WRITTEN PROBLEM —
Pull out the lines of the material below starting at the one containing "of the tall" and ending at the one containing "[(134, 4), (188, 78), (125, 42), (97, 34)]", and repeat them unchanged.

** START OF GIVEN RECORDS **

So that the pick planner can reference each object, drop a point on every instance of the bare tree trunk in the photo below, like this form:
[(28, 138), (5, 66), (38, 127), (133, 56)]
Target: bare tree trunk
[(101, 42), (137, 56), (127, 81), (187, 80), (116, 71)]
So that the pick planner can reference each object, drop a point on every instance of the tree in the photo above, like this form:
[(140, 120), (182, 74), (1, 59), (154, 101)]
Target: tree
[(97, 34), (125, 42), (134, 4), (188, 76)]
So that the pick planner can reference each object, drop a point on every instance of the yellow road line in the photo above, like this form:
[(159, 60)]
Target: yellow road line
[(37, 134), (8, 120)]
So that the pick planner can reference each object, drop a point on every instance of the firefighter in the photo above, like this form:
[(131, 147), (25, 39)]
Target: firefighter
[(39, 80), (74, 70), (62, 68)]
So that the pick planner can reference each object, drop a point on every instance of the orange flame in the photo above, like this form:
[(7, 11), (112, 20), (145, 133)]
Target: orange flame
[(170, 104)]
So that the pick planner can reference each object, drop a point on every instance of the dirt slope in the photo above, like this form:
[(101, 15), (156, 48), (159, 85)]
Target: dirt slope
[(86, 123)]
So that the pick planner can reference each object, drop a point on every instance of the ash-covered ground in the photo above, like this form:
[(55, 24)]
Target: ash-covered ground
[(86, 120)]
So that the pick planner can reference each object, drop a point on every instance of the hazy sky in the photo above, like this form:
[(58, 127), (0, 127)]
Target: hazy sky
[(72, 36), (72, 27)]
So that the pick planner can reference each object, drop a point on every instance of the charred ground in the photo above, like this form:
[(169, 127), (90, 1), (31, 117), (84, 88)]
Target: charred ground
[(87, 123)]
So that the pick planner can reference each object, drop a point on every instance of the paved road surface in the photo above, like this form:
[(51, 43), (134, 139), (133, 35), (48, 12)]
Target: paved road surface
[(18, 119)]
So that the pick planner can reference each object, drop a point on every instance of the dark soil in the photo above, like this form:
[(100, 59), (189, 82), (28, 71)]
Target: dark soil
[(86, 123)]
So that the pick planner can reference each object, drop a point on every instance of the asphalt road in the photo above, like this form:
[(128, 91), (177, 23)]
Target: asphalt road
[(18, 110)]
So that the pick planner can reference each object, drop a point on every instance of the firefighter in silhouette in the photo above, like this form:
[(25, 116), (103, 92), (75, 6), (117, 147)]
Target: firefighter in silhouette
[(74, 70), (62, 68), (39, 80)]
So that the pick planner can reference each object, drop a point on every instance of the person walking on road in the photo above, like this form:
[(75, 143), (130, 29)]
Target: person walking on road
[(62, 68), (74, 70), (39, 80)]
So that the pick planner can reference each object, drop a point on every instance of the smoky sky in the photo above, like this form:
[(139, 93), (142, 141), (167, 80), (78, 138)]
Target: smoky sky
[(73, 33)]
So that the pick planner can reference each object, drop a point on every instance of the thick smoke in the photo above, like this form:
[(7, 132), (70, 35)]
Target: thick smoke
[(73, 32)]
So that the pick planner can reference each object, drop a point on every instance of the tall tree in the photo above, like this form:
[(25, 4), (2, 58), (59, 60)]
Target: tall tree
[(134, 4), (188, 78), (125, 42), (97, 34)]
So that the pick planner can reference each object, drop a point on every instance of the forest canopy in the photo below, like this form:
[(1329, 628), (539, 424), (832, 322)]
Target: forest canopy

** END OF GIVEN RECORDS **

TASK RESULT —
So that the pick planner can reference each object, drop a point on every instance of the tall tree in the photo above, like this form:
[(25, 4), (2, 58), (59, 60)]
Target: tall tree
[(134, 4), (188, 78), (125, 42), (97, 34)]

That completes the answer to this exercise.